TASK REQUIREMENTS - Lines before the one containing "of the shredded" are excluded. Repeat that line and every line after it, exactly.
** START RECORD LIST **
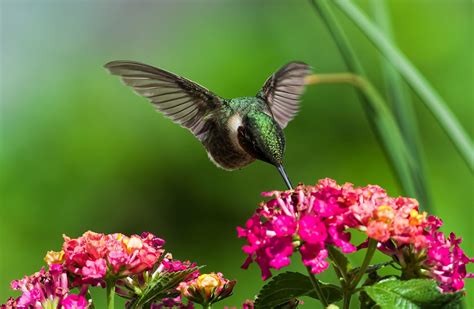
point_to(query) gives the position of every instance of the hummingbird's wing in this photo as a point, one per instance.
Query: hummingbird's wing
(183, 101)
(283, 89)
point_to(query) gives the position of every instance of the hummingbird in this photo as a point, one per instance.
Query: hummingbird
(235, 132)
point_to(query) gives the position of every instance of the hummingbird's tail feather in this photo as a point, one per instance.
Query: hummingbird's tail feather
(283, 174)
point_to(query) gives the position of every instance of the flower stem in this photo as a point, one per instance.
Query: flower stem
(317, 287)
(368, 257)
(110, 293)
(347, 300)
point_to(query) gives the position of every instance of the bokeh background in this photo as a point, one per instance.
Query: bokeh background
(79, 151)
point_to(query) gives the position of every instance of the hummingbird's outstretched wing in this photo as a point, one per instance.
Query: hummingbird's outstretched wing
(183, 101)
(283, 89)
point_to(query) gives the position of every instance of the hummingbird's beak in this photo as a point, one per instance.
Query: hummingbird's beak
(282, 172)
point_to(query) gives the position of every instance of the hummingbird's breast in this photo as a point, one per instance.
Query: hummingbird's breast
(222, 143)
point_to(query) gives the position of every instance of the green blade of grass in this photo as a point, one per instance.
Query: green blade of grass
(414, 78)
(401, 104)
(381, 119)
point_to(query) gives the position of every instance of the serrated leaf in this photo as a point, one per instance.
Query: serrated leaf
(411, 294)
(340, 259)
(161, 286)
(287, 286)
(370, 268)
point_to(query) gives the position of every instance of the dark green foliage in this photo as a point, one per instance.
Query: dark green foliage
(411, 294)
(287, 286)
(161, 286)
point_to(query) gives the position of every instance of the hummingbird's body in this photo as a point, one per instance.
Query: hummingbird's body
(223, 144)
(235, 132)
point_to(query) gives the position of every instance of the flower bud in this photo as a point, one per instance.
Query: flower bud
(207, 288)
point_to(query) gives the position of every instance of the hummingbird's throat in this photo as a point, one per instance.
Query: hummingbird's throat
(283, 174)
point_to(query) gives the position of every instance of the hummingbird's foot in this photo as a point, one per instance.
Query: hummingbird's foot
(283, 174)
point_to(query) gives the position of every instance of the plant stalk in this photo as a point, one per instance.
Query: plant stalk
(110, 293)
(368, 257)
(415, 79)
(317, 287)
(387, 131)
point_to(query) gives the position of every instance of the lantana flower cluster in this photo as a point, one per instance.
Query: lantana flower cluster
(127, 264)
(46, 289)
(93, 257)
(308, 219)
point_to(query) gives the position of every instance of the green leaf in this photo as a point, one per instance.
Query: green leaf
(411, 294)
(402, 106)
(378, 114)
(287, 286)
(414, 78)
(370, 268)
(163, 285)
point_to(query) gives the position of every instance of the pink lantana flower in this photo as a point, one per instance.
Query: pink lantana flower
(47, 289)
(93, 255)
(307, 219)
(136, 285)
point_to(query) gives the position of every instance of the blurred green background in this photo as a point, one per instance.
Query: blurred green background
(79, 151)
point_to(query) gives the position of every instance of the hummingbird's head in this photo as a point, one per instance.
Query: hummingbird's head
(262, 137)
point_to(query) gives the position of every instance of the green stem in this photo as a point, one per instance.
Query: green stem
(110, 293)
(317, 287)
(402, 106)
(382, 122)
(368, 257)
(385, 122)
(347, 300)
(415, 79)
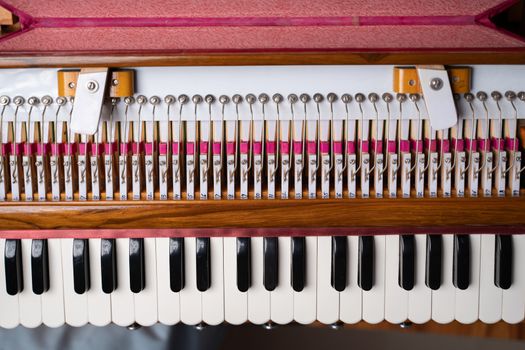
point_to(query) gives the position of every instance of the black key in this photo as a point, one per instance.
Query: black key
(298, 263)
(271, 263)
(503, 263)
(13, 266)
(339, 262)
(365, 275)
(108, 265)
(176, 264)
(461, 272)
(203, 264)
(406, 262)
(244, 267)
(137, 273)
(39, 266)
(433, 261)
(81, 280)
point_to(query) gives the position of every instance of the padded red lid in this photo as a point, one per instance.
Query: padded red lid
(120, 26)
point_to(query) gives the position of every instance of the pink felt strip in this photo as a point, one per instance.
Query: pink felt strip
(203, 147)
(512, 144)
(257, 147)
(338, 147)
(258, 232)
(325, 147)
(297, 147)
(271, 147)
(405, 146)
(217, 148)
(350, 147)
(285, 147)
(149, 148)
(230, 148)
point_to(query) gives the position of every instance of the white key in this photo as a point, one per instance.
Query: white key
(327, 296)
(75, 305)
(490, 296)
(351, 299)
(305, 302)
(99, 303)
(444, 299)
(258, 296)
(30, 303)
(513, 308)
(190, 297)
(396, 298)
(9, 317)
(467, 300)
(168, 301)
(213, 298)
(146, 300)
(281, 298)
(374, 299)
(122, 301)
(53, 299)
(235, 301)
(420, 297)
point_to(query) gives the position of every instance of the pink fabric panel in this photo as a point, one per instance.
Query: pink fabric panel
(211, 39)
(247, 8)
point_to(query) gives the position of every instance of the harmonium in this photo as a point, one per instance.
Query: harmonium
(202, 162)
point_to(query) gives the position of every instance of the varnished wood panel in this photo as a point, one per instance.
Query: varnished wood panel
(131, 59)
(474, 213)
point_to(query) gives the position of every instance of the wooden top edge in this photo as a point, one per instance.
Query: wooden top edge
(29, 60)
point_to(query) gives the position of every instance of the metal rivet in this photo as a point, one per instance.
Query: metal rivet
(387, 97)
(346, 98)
(360, 98)
(47, 100)
(373, 97)
(436, 84)
(169, 99)
(496, 95)
(223, 99)
(196, 99)
(250, 98)
(482, 96)
(469, 97)
(92, 86)
(277, 98)
(237, 99)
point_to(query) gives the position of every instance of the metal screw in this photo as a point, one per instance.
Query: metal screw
(436, 84)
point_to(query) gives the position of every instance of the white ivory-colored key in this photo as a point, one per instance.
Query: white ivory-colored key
(374, 299)
(30, 303)
(351, 299)
(327, 296)
(513, 306)
(444, 298)
(75, 305)
(396, 298)
(258, 296)
(490, 296)
(467, 301)
(53, 299)
(146, 300)
(282, 297)
(304, 302)
(168, 302)
(420, 297)
(99, 303)
(235, 301)
(122, 301)
(213, 298)
(10, 315)
(190, 298)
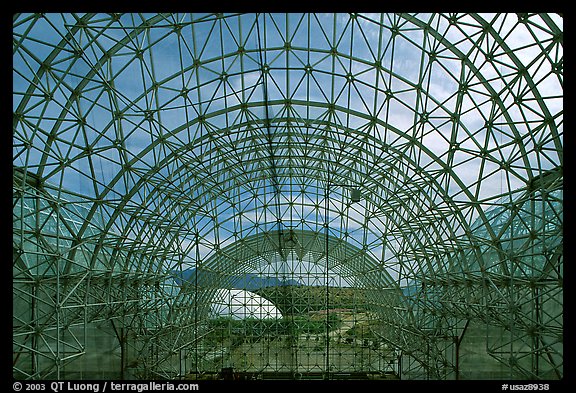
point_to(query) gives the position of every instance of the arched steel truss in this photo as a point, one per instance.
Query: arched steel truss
(147, 145)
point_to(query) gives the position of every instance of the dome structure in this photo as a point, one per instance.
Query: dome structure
(406, 169)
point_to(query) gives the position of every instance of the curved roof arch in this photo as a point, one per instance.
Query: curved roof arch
(185, 136)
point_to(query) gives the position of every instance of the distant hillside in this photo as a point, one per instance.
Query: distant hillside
(304, 299)
(249, 281)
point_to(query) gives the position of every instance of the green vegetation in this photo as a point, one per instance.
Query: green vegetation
(225, 327)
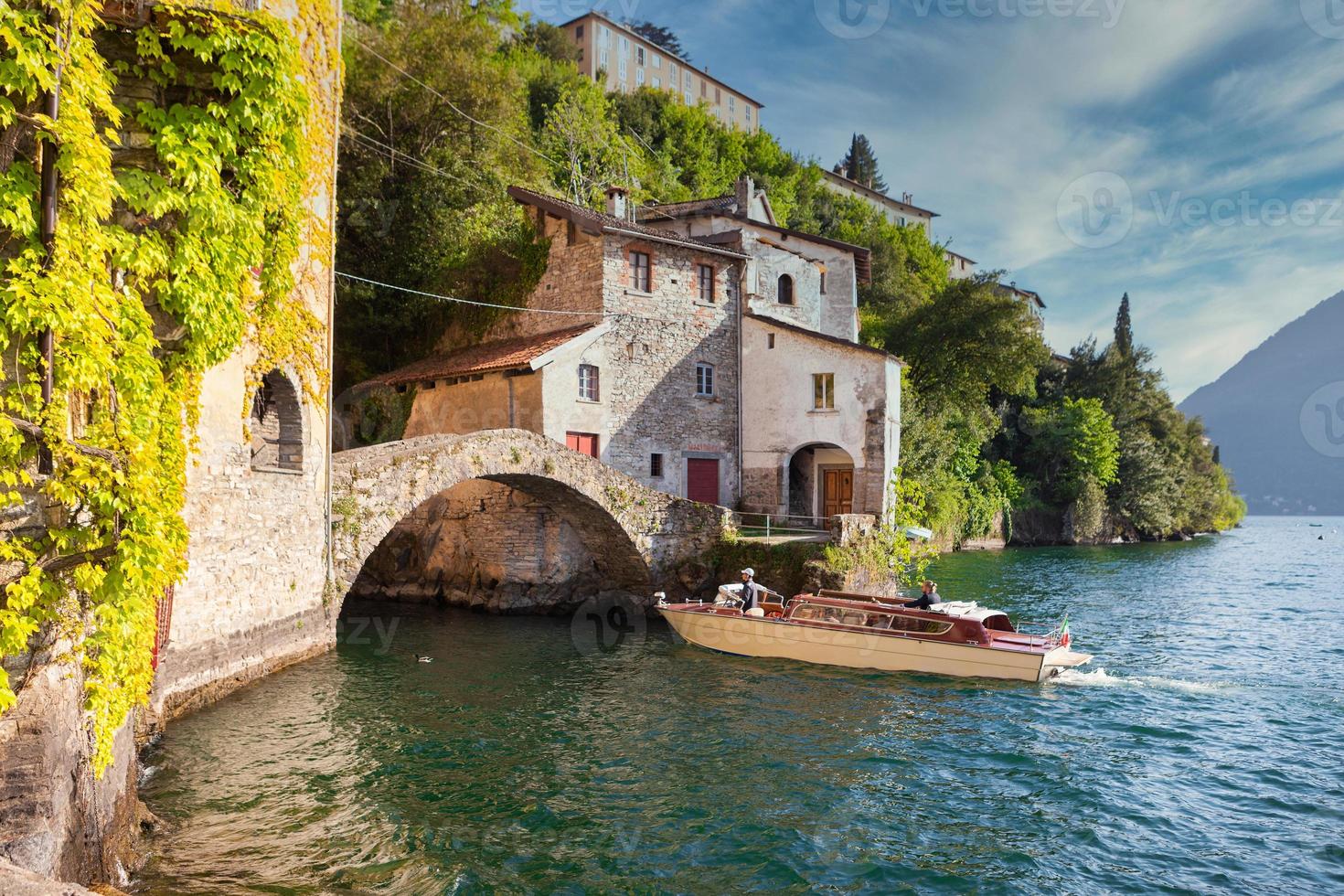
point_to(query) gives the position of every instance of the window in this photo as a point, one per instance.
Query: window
(640, 272)
(588, 382)
(582, 443)
(277, 425)
(705, 379)
(824, 391)
(705, 272)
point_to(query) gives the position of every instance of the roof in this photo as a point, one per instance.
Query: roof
(728, 208)
(500, 355)
(594, 14)
(598, 223)
(824, 337)
(874, 194)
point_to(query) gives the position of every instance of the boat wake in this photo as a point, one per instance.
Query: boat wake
(1103, 678)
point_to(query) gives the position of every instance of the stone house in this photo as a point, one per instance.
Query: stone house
(821, 411)
(631, 62)
(628, 351)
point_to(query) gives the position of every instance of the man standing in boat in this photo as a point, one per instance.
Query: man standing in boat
(752, 592)
(928, 597)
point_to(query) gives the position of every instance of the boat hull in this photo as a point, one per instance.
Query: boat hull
(783, 640)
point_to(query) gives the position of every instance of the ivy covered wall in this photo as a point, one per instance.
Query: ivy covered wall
(194, 146)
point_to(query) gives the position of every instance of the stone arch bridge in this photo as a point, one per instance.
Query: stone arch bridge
(638, 539)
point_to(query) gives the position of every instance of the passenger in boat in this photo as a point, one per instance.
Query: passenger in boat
(928, 597)
(752, 592)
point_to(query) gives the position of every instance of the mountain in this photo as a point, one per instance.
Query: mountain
(1278, 417)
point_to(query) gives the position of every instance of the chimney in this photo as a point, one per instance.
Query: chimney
(618, 203)
(745, 194)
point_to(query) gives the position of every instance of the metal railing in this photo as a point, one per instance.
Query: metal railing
(775, 526)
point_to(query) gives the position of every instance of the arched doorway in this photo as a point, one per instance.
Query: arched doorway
(276, 423)
(820, 483)
(507, 544)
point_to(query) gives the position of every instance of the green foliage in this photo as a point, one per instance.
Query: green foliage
(860, 164)
(220, 199)
(1074, 445)
(886, 551)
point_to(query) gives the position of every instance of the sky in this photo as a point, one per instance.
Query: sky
(1189, 152)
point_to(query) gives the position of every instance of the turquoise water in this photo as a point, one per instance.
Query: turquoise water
(1203, 752)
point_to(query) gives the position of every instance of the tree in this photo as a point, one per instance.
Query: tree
(1124, 332)
(966, 340)
(860, 164)
(1074, 443)
(661, 37)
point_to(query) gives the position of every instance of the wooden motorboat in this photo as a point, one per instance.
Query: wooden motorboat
(862, 632)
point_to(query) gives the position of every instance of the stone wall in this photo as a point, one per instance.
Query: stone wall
(56, 817)
(655, 347)
(488, 547)
(640, 539)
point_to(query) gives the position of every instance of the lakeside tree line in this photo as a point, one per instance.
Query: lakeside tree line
(449, 102)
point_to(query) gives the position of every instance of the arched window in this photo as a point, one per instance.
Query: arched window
(277, 425)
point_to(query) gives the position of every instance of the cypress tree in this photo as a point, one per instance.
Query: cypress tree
(860, 164)
(1124, 332)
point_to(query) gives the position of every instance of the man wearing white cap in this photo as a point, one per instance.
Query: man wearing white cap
(750, 590)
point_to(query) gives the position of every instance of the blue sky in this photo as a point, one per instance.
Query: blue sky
(1189, 152)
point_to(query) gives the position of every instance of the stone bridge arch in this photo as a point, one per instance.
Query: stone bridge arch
(640, 539)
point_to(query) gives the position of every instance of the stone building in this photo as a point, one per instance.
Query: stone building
(628, 351)
(631, 62)
(821, 412)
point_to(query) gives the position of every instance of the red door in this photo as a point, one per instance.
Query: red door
(582, 443)
(702, 480)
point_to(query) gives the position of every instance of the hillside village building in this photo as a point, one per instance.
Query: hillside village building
(635, 340)
(632, 62)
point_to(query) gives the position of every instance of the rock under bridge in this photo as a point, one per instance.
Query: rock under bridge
(508, 520)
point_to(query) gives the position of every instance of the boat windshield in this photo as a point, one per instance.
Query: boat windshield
(880, 620)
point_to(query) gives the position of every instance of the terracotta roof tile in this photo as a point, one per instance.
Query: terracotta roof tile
(486, 357)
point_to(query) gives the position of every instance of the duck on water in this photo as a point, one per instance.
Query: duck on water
(862, 632)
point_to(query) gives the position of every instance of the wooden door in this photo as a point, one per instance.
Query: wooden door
(837, 492)
(582, 443)
(702, 480)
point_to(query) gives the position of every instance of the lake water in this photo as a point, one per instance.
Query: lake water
(1201, 752)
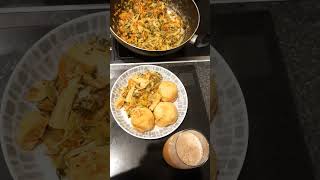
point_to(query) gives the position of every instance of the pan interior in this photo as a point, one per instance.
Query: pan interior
(186, 9)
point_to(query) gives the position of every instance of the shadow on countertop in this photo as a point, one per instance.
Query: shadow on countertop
(153, 167)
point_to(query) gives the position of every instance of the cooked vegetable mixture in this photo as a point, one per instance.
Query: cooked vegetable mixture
(72, 116)
(150, 24)
(141, 91)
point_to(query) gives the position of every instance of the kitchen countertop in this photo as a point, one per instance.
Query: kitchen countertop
(297, 25)
(30, 27)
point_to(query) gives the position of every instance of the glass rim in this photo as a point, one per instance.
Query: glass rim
(204, 160)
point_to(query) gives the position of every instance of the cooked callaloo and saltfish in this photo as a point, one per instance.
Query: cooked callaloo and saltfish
(150, 24)
(148, 101)
(72, 114)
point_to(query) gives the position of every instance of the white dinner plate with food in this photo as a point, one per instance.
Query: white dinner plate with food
(229, 130)
(35, 101)
(157, 102)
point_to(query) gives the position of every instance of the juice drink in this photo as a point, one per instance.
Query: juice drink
(186, 150)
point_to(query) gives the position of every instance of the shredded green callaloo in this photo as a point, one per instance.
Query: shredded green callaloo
(150, 24)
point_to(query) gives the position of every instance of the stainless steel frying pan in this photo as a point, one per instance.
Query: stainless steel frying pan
(186, 8)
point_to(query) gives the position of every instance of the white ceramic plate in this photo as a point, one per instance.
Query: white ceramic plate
(229, 130)
(40, 62)
(121, 116)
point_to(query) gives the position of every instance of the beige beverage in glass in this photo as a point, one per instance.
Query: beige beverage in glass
(186, 149)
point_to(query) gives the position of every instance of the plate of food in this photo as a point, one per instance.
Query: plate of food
(55, 109)
(148, 101)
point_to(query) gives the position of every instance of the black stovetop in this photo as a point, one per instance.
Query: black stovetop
(276, 148)
(29, 3)
(122, 54)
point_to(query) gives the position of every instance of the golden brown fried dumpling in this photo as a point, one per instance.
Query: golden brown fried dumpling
(165, 114)
(168, 91)
(32, 127)
(142, 119)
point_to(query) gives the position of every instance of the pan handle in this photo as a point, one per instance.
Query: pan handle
** END RECORD LIST **
OUTPUT OF THE TASK -
point_to(query) gives the position of every instance of the shredded green callaloo in this photo as a point, one per instance.
Query: shredded green callaloo
(150, 24)
point_to(query) gives the position of every instance of the stainless steel frying pan in this photo as a point, one per instance.
Query: stainless steel frying pan
(186, 8)
point_to(query) gives the position of every instance of the white ceramic plate in this photo as a point, one per instance.
Query: white ceramic plate
(229, 130)
(40, 62)
(121, 116)
point_to(query) gives the position of every instance of the beige beverage in glass in this photo as a point, one per instance.
Query: beige beverage in glass
(186, 149)
point_to(query) gives the position of every instance of the plate of food in this photo as a point, one per instance.
Query: plate of food
(55, 109)
(148, 101)
point_to(query) gives the position of every instance of the black stovetop in this photo as a point, one per instance.
Query: black stovetop
(276, 148)
(29, 3)
(122, 54)
point_to(query) gives the position of every instance of the golden brown fried dumpling in this photo as a point, one per instance.
Query: golden brown fried dumpling
(165, 114)
(168, 91)
(32, 127)
(142, 119)
point_to(query) gives the position of every instance of the pan handle in this photo as a point, one per instance.
Query: pan handle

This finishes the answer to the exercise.